BEGIN DATA FOR THIS EXERCISE

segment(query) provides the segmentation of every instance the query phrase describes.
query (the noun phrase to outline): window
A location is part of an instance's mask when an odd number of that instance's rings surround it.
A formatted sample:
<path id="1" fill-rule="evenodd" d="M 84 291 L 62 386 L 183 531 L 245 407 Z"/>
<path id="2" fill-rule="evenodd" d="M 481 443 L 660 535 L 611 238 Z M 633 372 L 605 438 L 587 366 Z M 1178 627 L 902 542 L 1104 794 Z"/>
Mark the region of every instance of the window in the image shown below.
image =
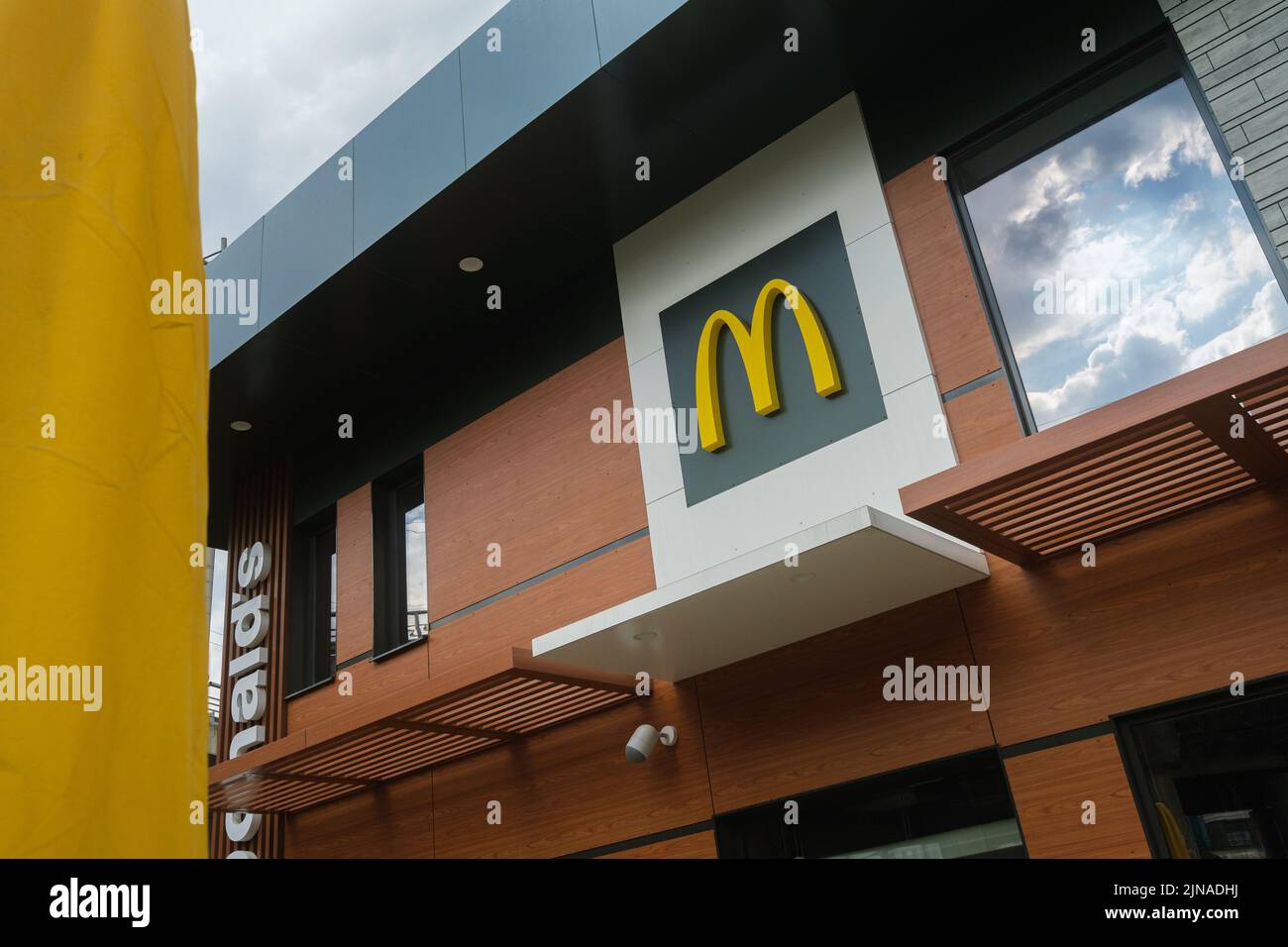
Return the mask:
<path id="1" fill-rule="evenodd" d="M 1288 680 L 1115 724 L 1155 856 L 1288 857 Z"/>
<path id="2" fill-rule="evenodd" d="M 1173 41 L 949 157 L 1029 432 L 1288 329 L 1274 246 Z"/>
<path id="3" fill-rule="evenodd" d="M 372 487 L 376 657 L 424 640 L 429 634 L 421 463 L 415 457 Z"/>
<path id="4" fill-rule="evenodd" d="M 720 816 L 716 841 L 721 858 L 1024 857 L 993 750 Z"/>
<path id="5" fill-rule="evenodd" d="M 335 675 L 335 508 L 298 526 L 291 537 L 291 643 L 287 691 Z"/>

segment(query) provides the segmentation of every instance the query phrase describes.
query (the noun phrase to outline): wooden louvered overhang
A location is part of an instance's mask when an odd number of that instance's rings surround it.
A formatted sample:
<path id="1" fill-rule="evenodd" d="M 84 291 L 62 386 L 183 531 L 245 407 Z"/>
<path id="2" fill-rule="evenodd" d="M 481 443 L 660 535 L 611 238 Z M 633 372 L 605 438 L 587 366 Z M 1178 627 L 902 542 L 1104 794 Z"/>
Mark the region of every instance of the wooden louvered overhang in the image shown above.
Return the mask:
<path id="1" fill-rule="evenodd" d="M 1033 566 L 1285 479 L 1282 335 L 917 481 L 899 496 L 909 517 Z"/>
<path id="2" fill-rule="evenodd" d="M 211 767 L 210 808 L 301 812 L 630 700 L 631 676 L 506 649 Z"/>

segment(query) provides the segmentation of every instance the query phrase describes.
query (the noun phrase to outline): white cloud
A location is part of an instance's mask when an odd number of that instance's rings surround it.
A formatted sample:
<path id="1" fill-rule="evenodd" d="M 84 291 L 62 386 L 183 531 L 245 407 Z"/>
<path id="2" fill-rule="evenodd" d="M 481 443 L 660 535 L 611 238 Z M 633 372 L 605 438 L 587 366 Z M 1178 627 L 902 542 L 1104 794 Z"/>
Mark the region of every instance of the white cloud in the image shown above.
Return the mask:
<path id="1" fill-rule="evenodd" d="M 233 240 L 504 0 L 189 0 L 206 253 Z"/>
<path id="2" fill-rule="evenodd" d="M 1176 174 L 1177 162 L 1206 165 L 1213 178 L 1224 173 L 1212 138 L 1198 116 L 1164 116 L 1158 137 L 1144 152 L 1127 158 L 1123 184 L 1139 187 L 1145 180 L 1167 180 Z"/>
<path id="3" fill-rule="evenodd" d="M 1288 329 L 1288 304 L 1284 303 L 1284 296 L 1279 291 L 1279 283 L 1270 280 L 1257 290 L 1251 305 L 1239 313 L 1230 329 L 1186 353 L 1186 367 L 1197 368 L 1200 365 L 1233 356 L 1235 352 L 1265 341 L 1285 329 Z"/>

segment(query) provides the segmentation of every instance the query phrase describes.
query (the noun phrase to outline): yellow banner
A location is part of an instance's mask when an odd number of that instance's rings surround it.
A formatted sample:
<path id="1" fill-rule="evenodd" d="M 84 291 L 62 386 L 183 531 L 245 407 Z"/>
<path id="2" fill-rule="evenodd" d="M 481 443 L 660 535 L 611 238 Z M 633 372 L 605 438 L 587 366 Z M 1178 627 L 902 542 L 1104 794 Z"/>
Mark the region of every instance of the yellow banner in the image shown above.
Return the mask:
<path id="1" fill-rule="evenodd" d="M 0 857 L 206 852 L 183 0 L 0 4 Z"/>

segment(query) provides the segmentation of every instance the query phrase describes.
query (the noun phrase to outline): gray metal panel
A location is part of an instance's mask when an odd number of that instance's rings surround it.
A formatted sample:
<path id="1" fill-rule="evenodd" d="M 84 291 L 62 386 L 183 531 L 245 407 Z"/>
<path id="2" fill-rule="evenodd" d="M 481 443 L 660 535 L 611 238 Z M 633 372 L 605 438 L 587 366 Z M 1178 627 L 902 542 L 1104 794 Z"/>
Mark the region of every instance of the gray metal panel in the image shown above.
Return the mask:
<path id="1" fill-rule="evenodd" d="M 261 289 L 260 264 L 264 253 L 264 218 L 250 225 L 215 259 L 206 264 L 207 280 L 254 280 L 254 291 Z M 249 283 L 247 283 L 249 287 Z M 263 311 L 263 300 L 259 300 Z M 259 331 L 259 313 L 252 325 L 243 326 L 233 314 L 210 316 L 210 367 L 219 365 L 243 341 Z"/>
<path id="2" fill-rule="evenodd" d="M 465 171 L 456 50 L 353 144 L 353 245 L 359 254 Z"/>
<path id="3" fill-rule="evenodd" d="M 501 31 L 488 52 L 488 30 Z M 591 0 L 511 0 L 460 48 L 473 166 L 599 68 Z"/>
<path id="4" fill-rule="evenodd" d="M 726 446 L 715 454 L 701 446 L 693 454 L 681 451 L 680 472 L 689 506 L 886 419 L 835 213 L 661 313 L 671 403 L 677 411 L 697 406 L 694 368 L 707 317 L 716 309 L 729 309 L 750 325 L 760 289 L 774 278 L 796 286 L 823 322 L 844 388 L 829 398 L 814 390 L 796 320 L 779 299 L 774 305 L 773 354 L 782 407 L 762 417 L 752 406 L 738 347 L 728 331 L 723 332 L 719 379 Z"/>
<path id="5" fill-rule="evenodd" d="M 607 63 L 684 6 L 685 0 L 594 0 L 599 59 Z"/>
<path id="6" fill-rule="evenodd" d="M 341 157 L 353 157 L 353 142 L 264 215 L 260 329 L 353 259 L 353 182 L 340 178 Z"/>

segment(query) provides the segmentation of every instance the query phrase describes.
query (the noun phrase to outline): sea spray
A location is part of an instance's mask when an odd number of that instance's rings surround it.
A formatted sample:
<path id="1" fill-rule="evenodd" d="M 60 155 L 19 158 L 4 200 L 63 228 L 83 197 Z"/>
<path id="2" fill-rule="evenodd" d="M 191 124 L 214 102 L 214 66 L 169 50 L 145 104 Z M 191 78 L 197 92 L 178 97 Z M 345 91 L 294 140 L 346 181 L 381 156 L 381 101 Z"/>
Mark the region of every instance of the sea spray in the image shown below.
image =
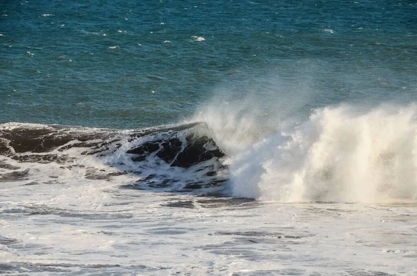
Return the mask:
<path id="1" fill-rule="evenodd" d="M 416 104 L 315 110 L 231 156 L 230 193 L 283 202 L 415 199 L 416 118 Z"/>

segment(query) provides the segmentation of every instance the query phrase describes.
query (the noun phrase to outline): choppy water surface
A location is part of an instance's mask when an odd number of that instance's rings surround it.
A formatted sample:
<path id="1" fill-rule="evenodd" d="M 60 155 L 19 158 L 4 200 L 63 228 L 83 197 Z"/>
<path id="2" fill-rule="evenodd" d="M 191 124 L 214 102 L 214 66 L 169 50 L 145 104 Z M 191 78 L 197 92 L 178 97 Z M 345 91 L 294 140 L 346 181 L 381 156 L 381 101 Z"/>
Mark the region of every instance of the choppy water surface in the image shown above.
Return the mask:
<path id="1" fill-rule="evenodd" d="M 0 3 L 0 274 L 417 274 L 417 4 Z"/>

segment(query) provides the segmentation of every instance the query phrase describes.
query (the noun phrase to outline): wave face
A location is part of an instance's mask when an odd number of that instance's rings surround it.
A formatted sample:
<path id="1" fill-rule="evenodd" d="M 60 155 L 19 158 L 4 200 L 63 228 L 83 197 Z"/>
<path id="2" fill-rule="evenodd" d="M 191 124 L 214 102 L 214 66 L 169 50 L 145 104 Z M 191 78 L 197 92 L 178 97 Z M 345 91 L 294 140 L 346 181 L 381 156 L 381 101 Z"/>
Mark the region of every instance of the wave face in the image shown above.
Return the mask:
<path id="1" fill-rule="evenodd" d="M 226 181 L 224 154 L 205 129 L 197 123 L 125 131 L 3 124 L 0 181 L 115 180 L 121 188 L 215 191 Z"/>
<path id="2" fill-rule="evenodd" d="M 275 118 L 221 109 L 200 113 L 202 122 L 140 130 L 3 124 L 0 181 L 114 180 L 281 202 L 417 199 L 415 104 L 328 106 L 275 129 Z"/>
<path id="3" fill-rule="evenodd" d="M 417 106 L 316 110 L 228 162 L 234 196 L 288 202 L 417 198 Z"/>

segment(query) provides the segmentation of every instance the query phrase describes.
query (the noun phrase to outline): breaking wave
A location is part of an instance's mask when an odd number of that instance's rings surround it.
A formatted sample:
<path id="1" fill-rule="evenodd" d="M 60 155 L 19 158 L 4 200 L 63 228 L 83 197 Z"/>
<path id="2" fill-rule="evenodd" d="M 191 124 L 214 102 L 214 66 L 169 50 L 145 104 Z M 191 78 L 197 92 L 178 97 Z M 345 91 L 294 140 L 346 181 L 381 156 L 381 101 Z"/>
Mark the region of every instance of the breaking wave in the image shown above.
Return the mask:
<path id="1" fill-rule="evenodd" d="M 281 202 L 417 199 L 415 104 L 327 106 L 298 120 L 250 111 L 218 106 L 197 122 L 139 130 L 3 124 L 0 181 L 115 181 Z"/>

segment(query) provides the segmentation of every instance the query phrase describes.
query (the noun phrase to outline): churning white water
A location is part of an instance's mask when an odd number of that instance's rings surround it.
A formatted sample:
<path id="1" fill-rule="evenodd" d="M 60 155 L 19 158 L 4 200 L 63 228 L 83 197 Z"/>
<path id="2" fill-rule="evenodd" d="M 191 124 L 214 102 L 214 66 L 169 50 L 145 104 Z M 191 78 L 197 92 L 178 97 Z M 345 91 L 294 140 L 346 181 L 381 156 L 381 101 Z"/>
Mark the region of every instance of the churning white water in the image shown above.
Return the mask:
<path id="1" fill-rule="evenodd" d="M 291 127 L 277 120 L 275 133 L 264 131 L 270 119 L 233 110 L 203 117 L 231 153 L 226 162 L 234 196 L 368 203 L 417 197 L 416 104 L 318 108 Z"/>

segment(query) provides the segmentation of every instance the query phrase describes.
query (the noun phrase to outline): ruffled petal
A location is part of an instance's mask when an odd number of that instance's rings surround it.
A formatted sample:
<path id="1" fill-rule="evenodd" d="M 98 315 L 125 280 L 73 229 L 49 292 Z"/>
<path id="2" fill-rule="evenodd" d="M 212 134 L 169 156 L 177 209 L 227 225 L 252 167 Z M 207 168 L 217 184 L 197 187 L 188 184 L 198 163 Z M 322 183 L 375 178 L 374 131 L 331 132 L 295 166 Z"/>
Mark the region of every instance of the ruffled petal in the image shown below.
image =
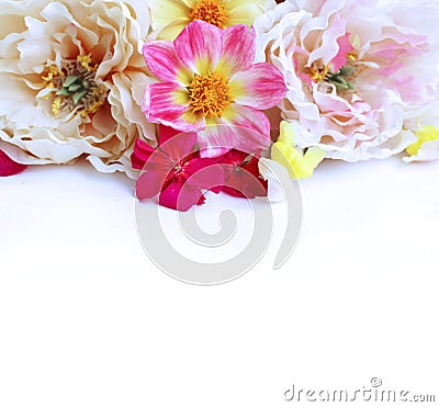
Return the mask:
<path id="1" fill-rule="evenodd" d="M 233 74 L 250 68 L 255 60 L 256 33 L 247 25 L 234 25 L 224 32 L 223 55 L 217 71 L 229 78 Z"/>
<path id="2" fill-rule="evenodd" d="M 189 22 L 190 8 L 181 0 L 150 0 L 149 9 L 154 30 L 181 18 L 187 18 Z"/>
<path id="3" fill-rule="evenodd" d="M 286 94 L 282 74 L 270 64 L 256 64 L 235 74 L 229 86 L 236 103 L 266 110 L 275 106 Z"/>
<path id="4" fill-rule="evenodd" d="M 223 30 L 196 20 L 173 42 L 180 60 L 198 75 L 213 72 L 223 50 Z"/>

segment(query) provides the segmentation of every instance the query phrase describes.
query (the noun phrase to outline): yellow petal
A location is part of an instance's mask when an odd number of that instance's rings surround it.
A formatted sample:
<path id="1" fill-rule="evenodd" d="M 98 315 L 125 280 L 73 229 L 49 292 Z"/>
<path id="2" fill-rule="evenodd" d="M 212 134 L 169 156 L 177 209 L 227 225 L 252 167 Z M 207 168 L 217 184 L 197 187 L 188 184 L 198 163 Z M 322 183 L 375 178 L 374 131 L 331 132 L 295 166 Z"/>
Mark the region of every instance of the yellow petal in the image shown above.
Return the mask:
<path id="1" fill-rule="evenodd" d="M 303 155 L 294 143 L 295 127 L 293 123 L 281 122 L 281 134 L 271 148 L 271 158 L 285 167 L 291 178 L 308 178 L 325 158 L 325 151 L 311 147 Z"/>
<path id="2" fill-rule="evenodd" d="M 417 142 L 409 145 L 406 149 L 409 156 L 416 156 L 425 142 L 439 140 L 439 129 L 434 125 L 424 126 L 415 132 L 415 134 L 418 138 Z"/>

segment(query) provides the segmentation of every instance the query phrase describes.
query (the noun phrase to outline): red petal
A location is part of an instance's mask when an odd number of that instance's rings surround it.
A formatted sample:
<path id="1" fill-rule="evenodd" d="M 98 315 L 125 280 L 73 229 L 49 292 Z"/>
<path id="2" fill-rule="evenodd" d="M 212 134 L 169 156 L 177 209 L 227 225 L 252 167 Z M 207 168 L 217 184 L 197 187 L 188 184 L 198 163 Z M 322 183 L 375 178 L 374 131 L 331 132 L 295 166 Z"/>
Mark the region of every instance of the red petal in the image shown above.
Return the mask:
<path id="1" fill-rule="evenodd" d="M 10 177 L 23 172 L 27 166 L 15 162 L 5 152 L 0 150 L 0 177 Z"/>
<path id="2" fill-rule="evenodd" d="M 188 176 L 188 182 L 193 186 L 211 190 L 224 184 L 224 170 L 212 158 L 190 160 L 184 166 L 184 173 Z"/>
<path id="3" fill-rule="evenodd" d="M 170 183 L 159 196 L 159 204 L 171 210 L 187 212 L 193 205 L 204 203 L 200 188 L 192 186 L 179 180 Z"/>

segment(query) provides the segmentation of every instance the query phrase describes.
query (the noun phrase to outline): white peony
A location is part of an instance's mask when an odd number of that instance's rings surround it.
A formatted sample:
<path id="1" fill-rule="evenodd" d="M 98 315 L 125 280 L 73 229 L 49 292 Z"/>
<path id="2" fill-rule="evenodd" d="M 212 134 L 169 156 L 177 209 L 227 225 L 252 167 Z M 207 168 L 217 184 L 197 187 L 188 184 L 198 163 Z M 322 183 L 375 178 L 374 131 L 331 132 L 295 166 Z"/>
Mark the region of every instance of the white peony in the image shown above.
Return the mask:
<path id="1" fill-rule="evenodd" d="M 134 140 L 155 138 L 140 109 L 148 32 L 144 0 L 0 0 L 0 149 L 135 177 Z"/>

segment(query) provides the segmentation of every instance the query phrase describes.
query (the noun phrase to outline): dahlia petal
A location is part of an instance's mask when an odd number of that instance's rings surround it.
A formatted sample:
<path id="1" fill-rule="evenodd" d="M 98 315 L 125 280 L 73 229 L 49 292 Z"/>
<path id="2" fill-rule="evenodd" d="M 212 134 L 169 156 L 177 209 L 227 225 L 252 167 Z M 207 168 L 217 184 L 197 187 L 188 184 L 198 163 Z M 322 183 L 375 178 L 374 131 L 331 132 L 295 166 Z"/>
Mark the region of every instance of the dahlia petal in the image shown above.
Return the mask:
<path id="1" fill-rule="evenodd" d="M 144 58 L 149 70 L 161 80 L 187 83 L 188 72 L 176 55 L 169 41 L 148 41 L 143 47 Z"/>
<path id="2" fill-rule="evenodd" d="M 176 128 L 165 126 L 164 124 L 160 124 L 158 126 L 158 140 L 160 145 L 167 143 L 169 139 L 177 136 L 178 134 L 180 134 L 180 132 Z"/>
<path id="3" fill-rule="evenodd" d="M 266 63 L 235 74 L 229 86 L 236 103 L 259 110 L 275 106 L 286 94 L 282 74 L 277 67 Z"/>
<path id="4" fill-rule="evenodd" d="M 184 88 L 176 82 L 151 83 L 145 93 L 144 112 L 153 123 L 178 131 L 194 131 L 203 126 L 202 117 L 191 114 L 184 102 Z"/>
<path id="5" fill-rule="evenodd" d="M 267 116 L 249 106 L 233 103 L 217 124 L 199 132 L 203 157 L 218 157 L 232 148 L 248 154 L 270 147 L 270 122 Z"/>
<path id="6" fill-rule="evenodd" d="M 0 150 L 0 177 L 15 176 L 23 172 L 27 166 L 15 162 L 5 152 Z"/>
<path id="7" fill-rule="evenodd" d="M 192 72 L 213 72 L 223 50 L 223 30 L 196 20 L 173 42 L 176 54 Z"/>
<path id="8" fill-rule="evenodd" d="M 223 55 L 216 67 L 226 77 L 250 68 L 256 54 L 256 33 L 247 25 L 234 25 L 224 31 Z"/>

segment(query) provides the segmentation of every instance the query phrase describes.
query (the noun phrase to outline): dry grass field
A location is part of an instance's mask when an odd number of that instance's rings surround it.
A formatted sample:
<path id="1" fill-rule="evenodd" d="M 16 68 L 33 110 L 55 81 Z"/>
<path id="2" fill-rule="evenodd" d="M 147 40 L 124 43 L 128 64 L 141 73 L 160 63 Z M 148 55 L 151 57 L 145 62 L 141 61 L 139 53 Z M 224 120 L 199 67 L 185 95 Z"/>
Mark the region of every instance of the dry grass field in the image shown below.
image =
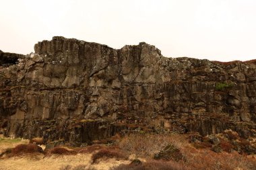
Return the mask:
<path id="1" fill-rule="evenodd" d="M 44 151 L 28 140 L 0 138 L 0 169 L 3 170 L 254 170 L 256 167 L 253 155 L 197 148 L 189 142 L 187 135 L 176 134 L 130 134 L 111 146 L 60 146 Z"/>

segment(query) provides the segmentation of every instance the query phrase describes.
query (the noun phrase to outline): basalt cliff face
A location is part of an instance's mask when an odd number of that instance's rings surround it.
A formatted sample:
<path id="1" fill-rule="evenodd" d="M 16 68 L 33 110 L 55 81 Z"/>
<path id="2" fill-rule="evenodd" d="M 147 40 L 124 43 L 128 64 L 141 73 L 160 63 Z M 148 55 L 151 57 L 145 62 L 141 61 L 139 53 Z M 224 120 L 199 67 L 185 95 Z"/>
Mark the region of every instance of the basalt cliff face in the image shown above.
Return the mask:
<path id="1" fill-rule="evenodd" d="M 116 50 L 63 37 L 34 50 L 1 52 L 0 125 L 7 136 L 79 144 L 133 128 L 256 135 L 253 61 L 166 58 L 144 42 Z"/>

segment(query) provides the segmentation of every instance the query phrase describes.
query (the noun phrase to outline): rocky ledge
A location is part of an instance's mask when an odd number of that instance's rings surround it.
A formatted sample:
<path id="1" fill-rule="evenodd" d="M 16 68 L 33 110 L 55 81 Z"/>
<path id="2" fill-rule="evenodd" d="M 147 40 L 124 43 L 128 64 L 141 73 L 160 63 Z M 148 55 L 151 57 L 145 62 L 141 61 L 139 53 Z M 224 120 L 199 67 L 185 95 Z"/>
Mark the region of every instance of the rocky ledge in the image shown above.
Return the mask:
<path id="1" fill-rule="evenodd" d="M 167 58 L 145 42 L 116 50 L 63 37 L 34 50 L 1 52 L 6 136 L 82 144 L 131 130 L 256 135 L 255 60 Z"/>

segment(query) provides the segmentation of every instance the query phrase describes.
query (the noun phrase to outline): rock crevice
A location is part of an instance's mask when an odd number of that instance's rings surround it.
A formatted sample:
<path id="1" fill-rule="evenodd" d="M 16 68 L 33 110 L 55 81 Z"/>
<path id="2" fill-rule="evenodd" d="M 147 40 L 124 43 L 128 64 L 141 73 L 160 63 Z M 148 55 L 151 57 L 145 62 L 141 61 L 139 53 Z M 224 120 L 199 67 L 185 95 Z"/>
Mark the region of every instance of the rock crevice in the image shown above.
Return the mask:
<path id="1" fill-rule="evenodd" d="M 167 58 L 144 42 L 116 50 L 63 37 L 38 42 L 34 50 L 0 67 L 6 135 L 51 134 L 49 140 L 69 141 L 59 124 L 68 121 L 71 132 L 84 138 L 87 128 L 75 132 L 77 121 L 91 120 L 106 124 L 100 132 L 105 137 L 118 132 L 113 127 L 119 124 L 202 135 L 232 129 L 255 136 L 254 60 Z M 58 134 L 50 132 L 53 127 Z"/>

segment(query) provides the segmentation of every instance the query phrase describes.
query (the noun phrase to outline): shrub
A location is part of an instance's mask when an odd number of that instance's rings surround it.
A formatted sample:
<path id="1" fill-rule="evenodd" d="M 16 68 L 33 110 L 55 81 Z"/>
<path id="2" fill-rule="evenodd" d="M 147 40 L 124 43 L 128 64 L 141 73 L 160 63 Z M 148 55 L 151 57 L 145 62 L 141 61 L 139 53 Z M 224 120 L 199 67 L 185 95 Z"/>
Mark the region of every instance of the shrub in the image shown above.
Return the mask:
<path id="1" fill-rule="evenodd" d="M 43 144 L 44 140 L 42 138 L 34 138 L 30 139 L 30 143 L 34 143 L 36 144 Z"/>
<path id="2" fill-rule="evenodd" d="M 102 149 L 104 148 L 104 146 L 100 144 L 94 144 L 91 146 L 87 146 L 85 148 L 83 148 L 78 151 L 79 153 L 92 153 L 96 151 Z"/>
<path id="3" fill-rule="evenodd" d="M 65 148 L 55 147 L 49 150 L 47 153 L 57 155 L 75 155 L 76 152 L 74 151 L 69 151 Z"/>
<path id="4" fill-rule="evenodd" d="M 120 150 L 111 150 L 108 148 L 103 148 L 100 150 L 98 152 L 94 153 L 92 156 L 92 163 L 96 162 L 99 159 L 109 159 L 109 158 L 116 158 L 118 160 L 120 159 L 127 159 L 128 155 Z"/>
<path id="5" fill-rule="evenodd" d="M 183 155 L 177 147 L 173 144 L 169 144 L 158 153 L 155 154 L 154 155 L 154 159 L 178 161 L 183 159 Z"/>
<path id="6" fill-rule="evenodd" d="M 70 165 L 65 165 L 59 169 L 59 170 L 71 170 L 72 168 L 72 166 Z"/>
<path id="7" fill-rule="evenodd" d="M 189 169 L 182 163 L 162 161 L 149 161 L 139 165 L 120 165 L 113 170 L 186 170 Z"/>
<path id="8" fill-rule="evenodd" d="M 13 155 L 32 153 L 43 153 L 43 151 L 41 147 L 31 143 L 19 144 L 11 150 L 11 154 Z"/>
<path id="9" fill-rule="evenodd" d="M 170 143 L 177 147 L 189 144 L 185 136 L 180 134 L 133 134 L 123 138 L 119 146 L 131 154 L 152 157 Z"/>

END DATA FOR THIS EXERCISE

TASK OBJECTIVE
Please collect every line of the data above that contains the word "spray", and copy each one out in full.

SOLUTION TO THIS PROBLEM
query (the noun phrase to outline): sea spray
Mark the region of every instance of the sea spray in the image shown below.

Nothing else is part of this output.